◆ Region pointing data:
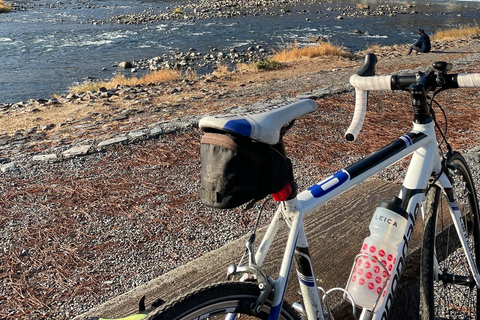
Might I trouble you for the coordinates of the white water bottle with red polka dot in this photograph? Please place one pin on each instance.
(378, 255)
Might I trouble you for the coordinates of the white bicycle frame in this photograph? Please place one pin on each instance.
(425, 163)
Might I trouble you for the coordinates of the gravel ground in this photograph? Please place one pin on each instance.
(77, 232)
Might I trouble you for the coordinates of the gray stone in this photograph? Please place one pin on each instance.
(44, 157)
(76, 151)
(111, 141)
(134, 135)
(156, 130)
(314, 94)
(9, 167)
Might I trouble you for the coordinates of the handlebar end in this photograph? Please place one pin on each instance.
(349, 137)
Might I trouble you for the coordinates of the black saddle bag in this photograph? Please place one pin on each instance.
(237, 170)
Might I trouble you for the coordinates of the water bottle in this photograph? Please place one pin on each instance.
(379, 252)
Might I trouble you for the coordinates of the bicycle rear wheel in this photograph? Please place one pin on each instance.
(229, 300)
(447, 289)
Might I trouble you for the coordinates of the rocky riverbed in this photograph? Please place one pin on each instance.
(103, 195)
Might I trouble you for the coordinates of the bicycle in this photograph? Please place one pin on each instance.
(438, 184)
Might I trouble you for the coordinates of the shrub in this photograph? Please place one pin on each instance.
(296, 52)
(456, 33)
(269, 64)
(164, 75)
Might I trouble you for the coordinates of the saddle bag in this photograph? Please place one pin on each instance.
(237, 170)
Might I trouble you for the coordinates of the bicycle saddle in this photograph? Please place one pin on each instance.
(261, 125)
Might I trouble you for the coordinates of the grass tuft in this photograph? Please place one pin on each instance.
(164, 75)
(221, 70)
(456, 33)
(4, 8)
(296, 52)
(269, 64)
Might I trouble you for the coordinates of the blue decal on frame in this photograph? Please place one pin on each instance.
(329, 184)
(240, 126)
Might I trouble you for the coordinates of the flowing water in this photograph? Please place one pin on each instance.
(47, 46)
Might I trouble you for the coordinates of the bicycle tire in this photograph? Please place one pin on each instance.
(448, 295)
(217, 301)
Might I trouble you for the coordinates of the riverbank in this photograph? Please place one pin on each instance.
(100, 190)
(79, 41)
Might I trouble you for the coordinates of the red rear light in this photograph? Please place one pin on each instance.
(283, 194)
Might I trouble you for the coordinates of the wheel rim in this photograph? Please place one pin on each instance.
(455, 293)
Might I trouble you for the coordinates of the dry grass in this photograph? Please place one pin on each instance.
(361, 6)
(456, 33)
(221, 70)
(164, 75)
(4, 7)
(295, 52)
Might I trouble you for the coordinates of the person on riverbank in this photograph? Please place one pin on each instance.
(422, 45)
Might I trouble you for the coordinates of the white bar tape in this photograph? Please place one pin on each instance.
(371, 83)
(361, 99)
(468, 80)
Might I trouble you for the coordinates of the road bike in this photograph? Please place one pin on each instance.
(244, 160)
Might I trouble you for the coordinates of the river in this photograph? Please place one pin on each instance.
(47, 46)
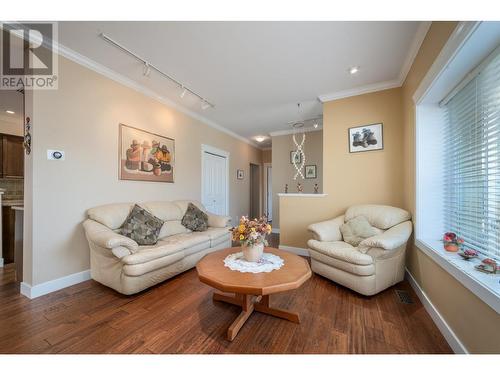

◆ Required action: Quote, please, only the lines running from the one with "Might I trouble you for the coordinates of the grass" down to the final line of the data above, keeping both ends and skipping the pictures.

◆ Final answer:
Might I trouble you for the coordinates of the grass tuft in this photograph? Please place one pin on each instance.
(164, 75)
(221, 70)
(456, 33)
(4, 8)
(296, 52)
(269, 64)
Might I trouble you for the coordinates of the blue decal on frame in this photograph? Please place one pin on each instance.
(329, 184)
(240, 126)
Might I trouble you for the coordinates of the flowing water in this photograph? Please place one pin on each instance.
(47, 46)
Might I trouble you for the coordinates of the bicycle tire in this photograph? Please place one pin on each instance.
(448, 295)
(217, 301)
Might I trouble you for the coordinates of the riverbank in this photograph? Please place one pin on each instance.
(100, 190)
(79, 41)
Might I trouble you for the coordinates of the red rear light in this photograph? Please place one pin on each instance.
(283, 194)
Might I trouble you for the coordinates of the wheel rim in this photograph? Please place one pin on each instance.
(455, 293)
Might I trouble you for the coordinates of the dry grass in this photograph? Please place one pin on each instance.
(361, 6)
(456, 33)
(221, 70)
(164, 75)
(4, 7)
(295, 52)
Might I trouble you for the coordinates of the person on riverbank in this photograph? Please place one pin on each instance.
(422, 45)
Might I trouble you for the coordinates of the white bar tape in this photograph? Please place one pin on each instance.
(371, 83)
(361, 99)
(468, 80)
Might I trouble you for the coordinates of the road bike in this photograph? Please place one pin on each instance.
(244, 160)
Might I trouble you for the coordinates of the river in this photograph? Please place one pin on each instance.
(47, 46)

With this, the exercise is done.